## Given problem:
Pick out every line in the items below that contains the string "foliage", and copy each of those lines. Case counts.
----
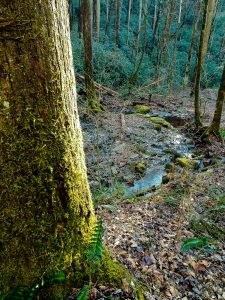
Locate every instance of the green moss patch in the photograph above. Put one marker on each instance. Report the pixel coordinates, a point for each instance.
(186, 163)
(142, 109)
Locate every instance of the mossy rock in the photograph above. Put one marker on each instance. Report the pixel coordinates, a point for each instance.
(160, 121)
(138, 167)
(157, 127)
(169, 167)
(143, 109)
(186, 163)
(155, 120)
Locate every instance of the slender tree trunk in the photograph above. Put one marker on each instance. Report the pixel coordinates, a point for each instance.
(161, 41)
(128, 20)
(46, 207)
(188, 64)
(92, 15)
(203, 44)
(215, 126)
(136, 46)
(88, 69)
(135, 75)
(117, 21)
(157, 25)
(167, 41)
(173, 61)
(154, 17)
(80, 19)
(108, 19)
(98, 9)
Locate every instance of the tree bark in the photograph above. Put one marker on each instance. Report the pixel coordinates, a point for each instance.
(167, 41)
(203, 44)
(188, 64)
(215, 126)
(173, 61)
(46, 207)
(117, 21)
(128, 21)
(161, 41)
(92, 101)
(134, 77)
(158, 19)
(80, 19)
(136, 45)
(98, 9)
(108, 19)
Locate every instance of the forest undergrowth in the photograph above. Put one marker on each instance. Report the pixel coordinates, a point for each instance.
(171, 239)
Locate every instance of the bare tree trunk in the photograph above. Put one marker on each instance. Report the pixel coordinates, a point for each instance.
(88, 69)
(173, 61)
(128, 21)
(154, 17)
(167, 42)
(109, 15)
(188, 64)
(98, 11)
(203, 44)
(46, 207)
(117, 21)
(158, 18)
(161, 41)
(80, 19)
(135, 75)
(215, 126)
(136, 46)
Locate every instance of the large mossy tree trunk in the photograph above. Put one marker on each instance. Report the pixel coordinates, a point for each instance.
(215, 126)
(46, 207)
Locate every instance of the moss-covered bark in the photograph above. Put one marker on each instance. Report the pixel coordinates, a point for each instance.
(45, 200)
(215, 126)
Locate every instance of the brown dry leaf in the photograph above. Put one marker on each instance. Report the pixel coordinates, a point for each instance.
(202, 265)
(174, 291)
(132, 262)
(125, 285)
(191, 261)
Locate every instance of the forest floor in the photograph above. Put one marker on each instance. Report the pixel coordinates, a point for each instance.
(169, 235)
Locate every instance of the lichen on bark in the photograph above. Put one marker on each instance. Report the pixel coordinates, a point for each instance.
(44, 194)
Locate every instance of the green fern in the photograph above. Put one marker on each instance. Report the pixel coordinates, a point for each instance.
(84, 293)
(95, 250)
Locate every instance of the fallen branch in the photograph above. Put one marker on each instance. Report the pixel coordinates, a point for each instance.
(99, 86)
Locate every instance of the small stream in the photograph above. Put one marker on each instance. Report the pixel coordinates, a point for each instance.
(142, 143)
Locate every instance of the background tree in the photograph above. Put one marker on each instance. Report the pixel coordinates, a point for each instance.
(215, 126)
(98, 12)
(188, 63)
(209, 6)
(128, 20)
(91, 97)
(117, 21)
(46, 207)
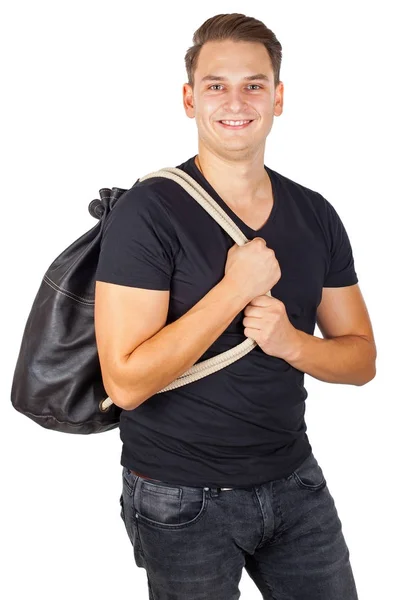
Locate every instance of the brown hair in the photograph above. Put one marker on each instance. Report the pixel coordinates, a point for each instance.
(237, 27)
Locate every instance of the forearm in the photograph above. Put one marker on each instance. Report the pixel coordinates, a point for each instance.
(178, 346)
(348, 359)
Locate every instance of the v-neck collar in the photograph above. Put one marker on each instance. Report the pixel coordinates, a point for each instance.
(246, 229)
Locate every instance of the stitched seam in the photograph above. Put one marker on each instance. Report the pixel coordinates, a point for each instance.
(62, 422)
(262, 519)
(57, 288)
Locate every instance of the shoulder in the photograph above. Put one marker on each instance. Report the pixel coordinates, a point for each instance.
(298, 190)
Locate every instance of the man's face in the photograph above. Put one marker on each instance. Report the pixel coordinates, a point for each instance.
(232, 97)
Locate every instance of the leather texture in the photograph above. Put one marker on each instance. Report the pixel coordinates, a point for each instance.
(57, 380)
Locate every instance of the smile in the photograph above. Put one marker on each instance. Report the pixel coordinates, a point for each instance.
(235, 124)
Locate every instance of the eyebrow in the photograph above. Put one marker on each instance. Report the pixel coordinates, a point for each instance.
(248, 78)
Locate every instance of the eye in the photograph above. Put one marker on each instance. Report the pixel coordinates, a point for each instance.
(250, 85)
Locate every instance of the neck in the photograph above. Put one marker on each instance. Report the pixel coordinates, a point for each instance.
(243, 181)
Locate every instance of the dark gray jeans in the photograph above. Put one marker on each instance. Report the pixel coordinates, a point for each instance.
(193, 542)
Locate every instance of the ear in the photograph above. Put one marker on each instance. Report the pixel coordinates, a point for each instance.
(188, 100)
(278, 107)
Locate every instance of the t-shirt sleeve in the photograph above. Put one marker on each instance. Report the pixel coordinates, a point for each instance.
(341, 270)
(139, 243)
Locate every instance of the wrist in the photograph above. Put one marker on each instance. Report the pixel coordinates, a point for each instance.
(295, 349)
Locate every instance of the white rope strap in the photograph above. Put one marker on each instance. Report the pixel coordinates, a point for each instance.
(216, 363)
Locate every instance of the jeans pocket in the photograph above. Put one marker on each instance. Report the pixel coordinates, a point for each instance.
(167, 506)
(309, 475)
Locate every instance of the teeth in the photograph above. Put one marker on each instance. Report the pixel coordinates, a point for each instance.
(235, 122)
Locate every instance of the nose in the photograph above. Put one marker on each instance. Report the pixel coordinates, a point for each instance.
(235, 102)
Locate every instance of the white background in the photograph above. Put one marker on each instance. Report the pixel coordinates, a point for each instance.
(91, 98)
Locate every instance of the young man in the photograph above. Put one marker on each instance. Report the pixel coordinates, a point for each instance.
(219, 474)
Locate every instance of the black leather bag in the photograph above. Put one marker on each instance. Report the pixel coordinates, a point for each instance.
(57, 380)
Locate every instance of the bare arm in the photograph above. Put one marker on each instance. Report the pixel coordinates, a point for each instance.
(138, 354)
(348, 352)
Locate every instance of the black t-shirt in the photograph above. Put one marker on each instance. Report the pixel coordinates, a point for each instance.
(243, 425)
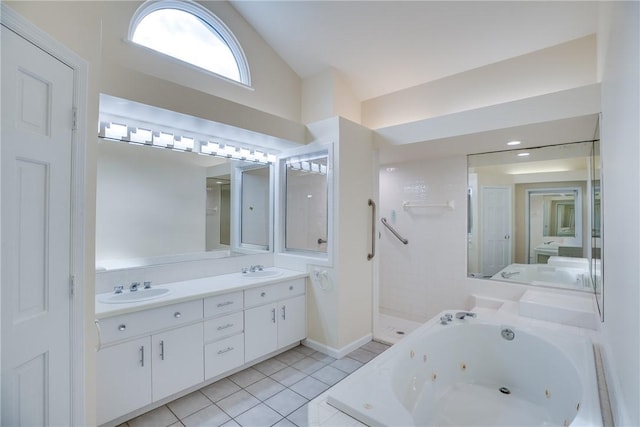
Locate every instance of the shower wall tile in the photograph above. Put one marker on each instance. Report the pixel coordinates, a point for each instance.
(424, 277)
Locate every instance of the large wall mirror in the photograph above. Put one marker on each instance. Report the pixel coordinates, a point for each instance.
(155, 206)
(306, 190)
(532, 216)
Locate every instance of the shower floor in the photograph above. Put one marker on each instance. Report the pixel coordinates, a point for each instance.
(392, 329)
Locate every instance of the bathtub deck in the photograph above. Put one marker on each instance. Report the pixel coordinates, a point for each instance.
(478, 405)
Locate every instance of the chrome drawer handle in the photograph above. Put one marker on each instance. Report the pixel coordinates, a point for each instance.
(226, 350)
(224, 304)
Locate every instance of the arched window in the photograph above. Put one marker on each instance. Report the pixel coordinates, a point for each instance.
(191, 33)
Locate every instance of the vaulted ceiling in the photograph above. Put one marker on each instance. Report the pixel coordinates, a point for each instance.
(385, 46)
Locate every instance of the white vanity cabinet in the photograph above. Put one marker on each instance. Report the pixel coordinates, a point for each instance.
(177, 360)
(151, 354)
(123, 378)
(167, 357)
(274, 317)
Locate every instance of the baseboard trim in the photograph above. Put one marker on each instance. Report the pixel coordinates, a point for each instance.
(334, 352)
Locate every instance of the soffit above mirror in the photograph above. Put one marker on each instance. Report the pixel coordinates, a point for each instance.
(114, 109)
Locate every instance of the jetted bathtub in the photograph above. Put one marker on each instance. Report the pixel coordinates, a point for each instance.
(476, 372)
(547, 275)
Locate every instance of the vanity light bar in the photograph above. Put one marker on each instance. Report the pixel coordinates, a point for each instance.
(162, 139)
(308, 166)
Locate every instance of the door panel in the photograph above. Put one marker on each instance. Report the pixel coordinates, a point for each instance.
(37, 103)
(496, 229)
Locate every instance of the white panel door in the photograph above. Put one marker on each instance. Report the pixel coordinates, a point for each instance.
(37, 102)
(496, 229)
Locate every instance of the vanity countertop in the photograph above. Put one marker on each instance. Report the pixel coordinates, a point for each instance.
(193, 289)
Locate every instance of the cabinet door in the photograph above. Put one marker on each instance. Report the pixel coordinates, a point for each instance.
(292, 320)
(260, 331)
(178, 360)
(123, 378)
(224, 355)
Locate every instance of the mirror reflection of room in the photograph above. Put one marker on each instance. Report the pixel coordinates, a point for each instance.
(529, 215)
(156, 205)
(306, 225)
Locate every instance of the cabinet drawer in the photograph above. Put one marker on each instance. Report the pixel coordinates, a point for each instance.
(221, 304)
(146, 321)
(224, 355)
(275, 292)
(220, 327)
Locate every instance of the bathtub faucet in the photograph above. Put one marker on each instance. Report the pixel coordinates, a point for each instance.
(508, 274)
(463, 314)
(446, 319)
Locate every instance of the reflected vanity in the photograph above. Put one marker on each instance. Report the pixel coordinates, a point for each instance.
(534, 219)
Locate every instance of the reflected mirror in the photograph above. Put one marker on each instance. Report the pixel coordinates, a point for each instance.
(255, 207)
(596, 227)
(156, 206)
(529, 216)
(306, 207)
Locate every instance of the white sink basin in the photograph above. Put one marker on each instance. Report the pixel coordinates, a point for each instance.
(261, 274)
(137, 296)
----
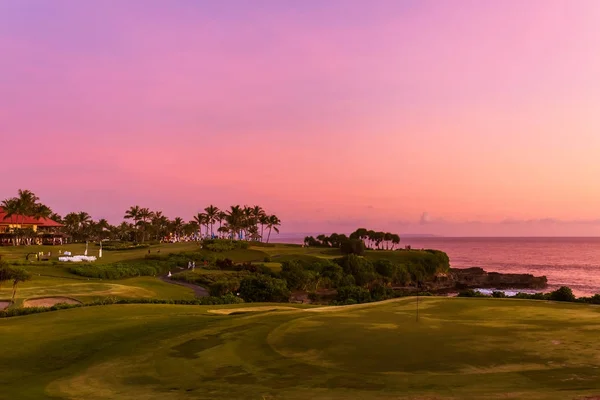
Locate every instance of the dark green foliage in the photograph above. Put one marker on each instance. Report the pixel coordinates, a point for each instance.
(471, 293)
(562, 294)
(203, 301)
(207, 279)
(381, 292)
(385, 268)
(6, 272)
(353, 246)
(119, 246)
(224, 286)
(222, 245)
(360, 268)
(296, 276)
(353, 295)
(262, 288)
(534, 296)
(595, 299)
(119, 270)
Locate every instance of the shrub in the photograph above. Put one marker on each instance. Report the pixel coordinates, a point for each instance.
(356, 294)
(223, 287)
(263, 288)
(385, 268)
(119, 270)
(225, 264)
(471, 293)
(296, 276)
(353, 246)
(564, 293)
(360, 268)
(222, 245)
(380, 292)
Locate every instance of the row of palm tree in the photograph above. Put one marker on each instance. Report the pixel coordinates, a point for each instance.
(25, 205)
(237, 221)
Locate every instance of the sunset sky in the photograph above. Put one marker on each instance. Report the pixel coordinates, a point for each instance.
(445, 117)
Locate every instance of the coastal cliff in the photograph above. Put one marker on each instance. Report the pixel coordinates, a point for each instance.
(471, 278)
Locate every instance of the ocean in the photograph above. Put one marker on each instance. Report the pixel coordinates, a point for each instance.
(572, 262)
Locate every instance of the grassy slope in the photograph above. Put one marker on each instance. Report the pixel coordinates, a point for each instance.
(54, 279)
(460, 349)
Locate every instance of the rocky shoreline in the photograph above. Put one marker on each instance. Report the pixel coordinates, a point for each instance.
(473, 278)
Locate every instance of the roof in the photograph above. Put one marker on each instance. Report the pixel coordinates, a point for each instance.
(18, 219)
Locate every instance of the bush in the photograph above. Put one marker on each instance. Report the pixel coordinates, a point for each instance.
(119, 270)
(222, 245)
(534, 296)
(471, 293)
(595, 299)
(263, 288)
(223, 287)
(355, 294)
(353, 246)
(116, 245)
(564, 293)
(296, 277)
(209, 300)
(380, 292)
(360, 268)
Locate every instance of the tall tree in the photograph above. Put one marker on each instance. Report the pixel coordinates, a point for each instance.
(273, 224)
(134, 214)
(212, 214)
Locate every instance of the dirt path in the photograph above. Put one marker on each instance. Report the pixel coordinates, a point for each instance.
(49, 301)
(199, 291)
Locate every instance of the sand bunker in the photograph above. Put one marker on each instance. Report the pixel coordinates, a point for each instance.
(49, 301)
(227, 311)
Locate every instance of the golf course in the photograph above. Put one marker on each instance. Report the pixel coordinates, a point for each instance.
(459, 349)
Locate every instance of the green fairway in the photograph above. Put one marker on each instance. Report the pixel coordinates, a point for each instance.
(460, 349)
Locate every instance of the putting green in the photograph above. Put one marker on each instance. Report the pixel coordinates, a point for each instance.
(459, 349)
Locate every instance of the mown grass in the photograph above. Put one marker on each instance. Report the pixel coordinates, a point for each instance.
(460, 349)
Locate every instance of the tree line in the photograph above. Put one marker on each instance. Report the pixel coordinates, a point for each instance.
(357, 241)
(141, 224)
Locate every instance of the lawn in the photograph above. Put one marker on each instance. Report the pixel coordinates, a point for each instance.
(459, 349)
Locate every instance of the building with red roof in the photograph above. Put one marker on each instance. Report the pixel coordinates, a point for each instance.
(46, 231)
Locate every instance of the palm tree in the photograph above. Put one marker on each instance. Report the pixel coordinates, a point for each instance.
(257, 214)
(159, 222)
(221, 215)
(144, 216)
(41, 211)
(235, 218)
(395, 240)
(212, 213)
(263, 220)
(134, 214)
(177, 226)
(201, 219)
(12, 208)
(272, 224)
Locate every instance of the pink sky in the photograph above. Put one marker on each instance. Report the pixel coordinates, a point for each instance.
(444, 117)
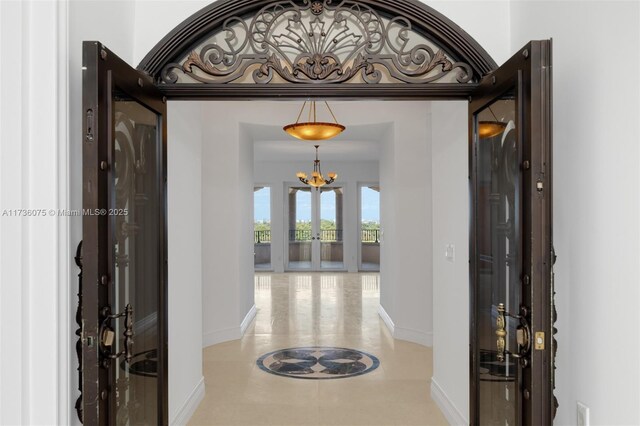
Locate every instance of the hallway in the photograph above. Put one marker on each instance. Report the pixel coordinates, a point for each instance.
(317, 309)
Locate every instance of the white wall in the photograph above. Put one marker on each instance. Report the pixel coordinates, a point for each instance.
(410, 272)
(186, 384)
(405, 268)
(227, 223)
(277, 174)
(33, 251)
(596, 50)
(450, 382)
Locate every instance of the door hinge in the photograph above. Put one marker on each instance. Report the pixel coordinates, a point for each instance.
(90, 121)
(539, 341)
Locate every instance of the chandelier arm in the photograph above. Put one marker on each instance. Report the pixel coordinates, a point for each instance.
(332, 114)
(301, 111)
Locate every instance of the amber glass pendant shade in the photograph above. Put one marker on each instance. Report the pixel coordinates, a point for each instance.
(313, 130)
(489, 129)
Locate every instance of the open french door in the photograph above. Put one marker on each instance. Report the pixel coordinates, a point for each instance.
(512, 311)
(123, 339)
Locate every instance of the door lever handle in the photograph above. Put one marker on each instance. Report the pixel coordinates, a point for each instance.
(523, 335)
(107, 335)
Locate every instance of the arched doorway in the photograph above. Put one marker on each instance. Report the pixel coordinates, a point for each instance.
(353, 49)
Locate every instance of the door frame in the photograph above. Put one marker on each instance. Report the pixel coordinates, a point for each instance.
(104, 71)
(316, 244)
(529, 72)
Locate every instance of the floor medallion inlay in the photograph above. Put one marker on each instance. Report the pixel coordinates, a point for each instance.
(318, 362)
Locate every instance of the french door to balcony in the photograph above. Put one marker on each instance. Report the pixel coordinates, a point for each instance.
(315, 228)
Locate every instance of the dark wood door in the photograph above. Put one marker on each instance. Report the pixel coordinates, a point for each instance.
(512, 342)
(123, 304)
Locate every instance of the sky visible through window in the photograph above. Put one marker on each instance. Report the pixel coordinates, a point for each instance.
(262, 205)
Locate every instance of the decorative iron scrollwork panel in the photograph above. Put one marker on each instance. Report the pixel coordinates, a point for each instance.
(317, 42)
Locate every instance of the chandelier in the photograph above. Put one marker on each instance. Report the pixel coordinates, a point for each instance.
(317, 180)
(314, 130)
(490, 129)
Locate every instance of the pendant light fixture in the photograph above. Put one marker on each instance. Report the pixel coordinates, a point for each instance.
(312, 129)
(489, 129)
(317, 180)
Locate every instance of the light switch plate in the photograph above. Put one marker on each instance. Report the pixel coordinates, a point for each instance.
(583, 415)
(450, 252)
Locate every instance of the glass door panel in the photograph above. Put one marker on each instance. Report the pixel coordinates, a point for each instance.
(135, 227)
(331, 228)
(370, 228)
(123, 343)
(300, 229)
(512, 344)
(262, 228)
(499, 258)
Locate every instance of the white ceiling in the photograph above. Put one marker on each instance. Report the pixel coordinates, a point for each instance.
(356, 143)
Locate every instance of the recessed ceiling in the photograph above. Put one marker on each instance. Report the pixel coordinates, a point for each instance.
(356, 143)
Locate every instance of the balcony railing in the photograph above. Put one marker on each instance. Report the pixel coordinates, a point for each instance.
----
## Task output:
Locate every instance of the dark green foliage in the photograph above. Put one marker on each instance. Report the pixel coordinates, a point for each instance.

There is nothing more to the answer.